▶ Text provided:
┄┄┄┄┄┄┄┄┄┄

Phonemic differences are those for which a language has pairs of words differing only in that aspect. For example, English distinguishes between "pat" and "bat". We may therefore conclude that English distinguishes voicing on the bilabial plosive (p and b sound). Mandarin does not -- all of its plosives are voiceless (rather, it distinguishes on aspiration, which English does not do). Another example is English "thin" and "thing" -- this represents that English distinguishes between the alveolar nasal /n/ and the velar nasal /ŋ/.
Why logical languages?
Frankly, it was not the logic aspect of loglangs that attracted me to them, but the presence of parsers and exceptionless grammar. I'm interested in the "structure". I'm not a subscriber to the Sapir-Whorf hypothesis, but I did find that learning Lojban was much, much easier than learning a natural language.
Lojban, such as it is (it has many, many problems), was still much more regular than any natural language -- a common way to learn is to participate in conversations with a dictionary in the other tab, knowing only the grammar. The regular grammar means that even if you don't know what a word might mean, you know its syntactic role. You do not have to pay attention to little natural language quirks, such as the "come-go" difference in English (both meaning "to move/travel", or the "kureru-ageru" (both meaning "to give") difference in Japanese.

┄┄┄┄┄┄┄┄┄┄

▶ Listed entries:
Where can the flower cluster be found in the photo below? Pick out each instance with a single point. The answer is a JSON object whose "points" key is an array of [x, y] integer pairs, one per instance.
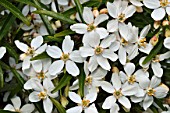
{"points": [[105, 62]]}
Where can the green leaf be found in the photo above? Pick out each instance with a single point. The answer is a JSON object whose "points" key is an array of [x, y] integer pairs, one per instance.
{"points": [[28, 2], [55, 15], [81, 81], [1, 78], [79, 9], [40, 56], [5, 111], [154, 51], [59, 107], [63, 82], [15, 11], [57, 36], [11, 51], [8, 23]]}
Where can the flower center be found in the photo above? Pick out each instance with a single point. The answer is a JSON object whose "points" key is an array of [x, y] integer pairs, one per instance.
{"points": [[151, 91], [98, 50], [88, 80], [65, 57], [142, 42], [132, 79], [164, 3], [85, 103], [41, 75], [121, 17], [91, 27], [117, 94], [42, 95]]}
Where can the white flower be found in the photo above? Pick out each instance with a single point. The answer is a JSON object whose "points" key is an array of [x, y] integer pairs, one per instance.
{"points": [[83, 104], [30, 52], [91, 25], [155, 65], [119, 92], [16, 101], [161, 7], [2, 51], [42, 93], [67, 57], [120, 11], [92, 80], [153, 88], [99, 52]]}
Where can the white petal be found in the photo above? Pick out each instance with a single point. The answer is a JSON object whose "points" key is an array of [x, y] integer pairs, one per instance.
{"points": [[2, 51], [37, 65], [88, 15], [158, 14], [72, 68], [48, 105], [157, 70], [103, 62], [112, 9], [77, 109], [16, 101], [106, 86], [54, 51], [86, 51], [108, 53], [27, 108], [148, 100], [75, 97], [99, 19], [167, 43], [92, 63], [129, 68], [56, 67], [76, 57], [102, 32], [36, 42], [112, 26], [23, 47], [79, 28], [67, 45], [125, 102], [108, 41], [109, 101], [33, 97]]}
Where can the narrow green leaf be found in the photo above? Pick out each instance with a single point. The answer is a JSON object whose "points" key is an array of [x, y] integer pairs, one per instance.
{"points": [[55, 15], [154, 51], [45, 20], [11, 51], [59, 107], [57, 36], [79, 9], [15, 11], [63, 82], [1, 78], [40, 56], [28, 2], [8, 23], [81, 82], [5, 111]]}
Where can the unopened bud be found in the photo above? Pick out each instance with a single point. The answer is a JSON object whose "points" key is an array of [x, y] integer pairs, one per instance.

┄┄┄┄┄┄┄┄┄┄

▶ Problems to solve:
1. Answer these questions using the passage on Lojban and phonemic differences, one line each:
(a) On what feature, rather than voicing, does Mandarin distinguish its plosives?
(b) Which pair of English words shows the distinction between /n/ and /ŋ/?
(c) What attracted the writer to loglangs, rather than their logic?
2. Please reproduce the passage on Lojban and phonemic differences word for word from "Frankly, it was" up to and including "difference in Japanese.".
3. Extend the passage on Lojban and phonemic differences, picking up after its final sentence.

▶ Results of the tasks:
1.
(a) Aspiration.
(b) "Thin" and "thing."
(c) The presence of parsers and exceptionless grammar.

2.
Frankly, it was not the logic aspect of loglangs that attracted me to them, but the presence of parsers and exceptionless grammar. I'm interested in the "structure". I'm not a subscriber to the Sapir-Whorf hypothesis, but I did find that learning Lojban was much, much easier than learning a natural language.
Lojban, such as it is (it has many, many problems), was still much more regular than any natural language -- a common way to learn is to participate in conversations with a dictionary in the other tab, knowing only the grammar. The regular grammar means that even if you don't know what a word might mean, you know its syntactic role. You do not have to pay attention to little natural language quirks, such as the "come-go" difference in English (both meaning "to move/travel", or the "kureru-ageru" (both meaning "to give") difference in Japanese.

3.
There is also the syntactic ambiguity in a sentence such as "Do you want to drink tea or coffee?". The joke answer is to say, "Yes", since it's ambiguous whether the question is a true-or-false question or a choice question. In Lojban (and other loglangs), there is no ambiguity since the syntax of those two questions are different.
Parser: BPFK Lojban
TRUE OR FALSE.
.i xu do djica lonu do pinxe lo tcati .a lo ckafi
Is the following statement true?: You desire the event of you drinking tea OR coffee.
Possible answers:
go'i
The previous statement is true.
nago'i
The previous statement is false.
CHOICE
.i do djica lonu do pinxe lo tcati ji lo ckafi
You desire the event of you drinking tea ??? coffee. (where ??? asks for a logical connective)
Possible answers:
.e
Both.
.enai
The former, but not the latter. (tea only)
na.e
Not the former, but the latter. (coffee only)
na.enai
Neither.
.a
OR (one or the other, or both)
.o
XNOR (both, or neither)
.onai
XOR (one or the other)
I don't think any loglang is going to replace natlangs anytime soon -- this is just a hobby. It's very pleasing to speak a logical language, and I often wish that English had support for some of the constructs in the logical languages I speak (or, at least, know about).
Sekko, my loglang
I will be publishing documentation on my work-in-progress logical language Sekko in this sequence. Now, all of the documentation published as of now should be treated as temporary. It is likely that I'll make sweeping changes on one or more of the parts of the grammar -- some of it hasn't been made yet. Likely, future posts will invalidate past posts. I plan on restructuring it once I've written something on each topic. I'm planning on using mdbook
and Github pages, similar to Eberban.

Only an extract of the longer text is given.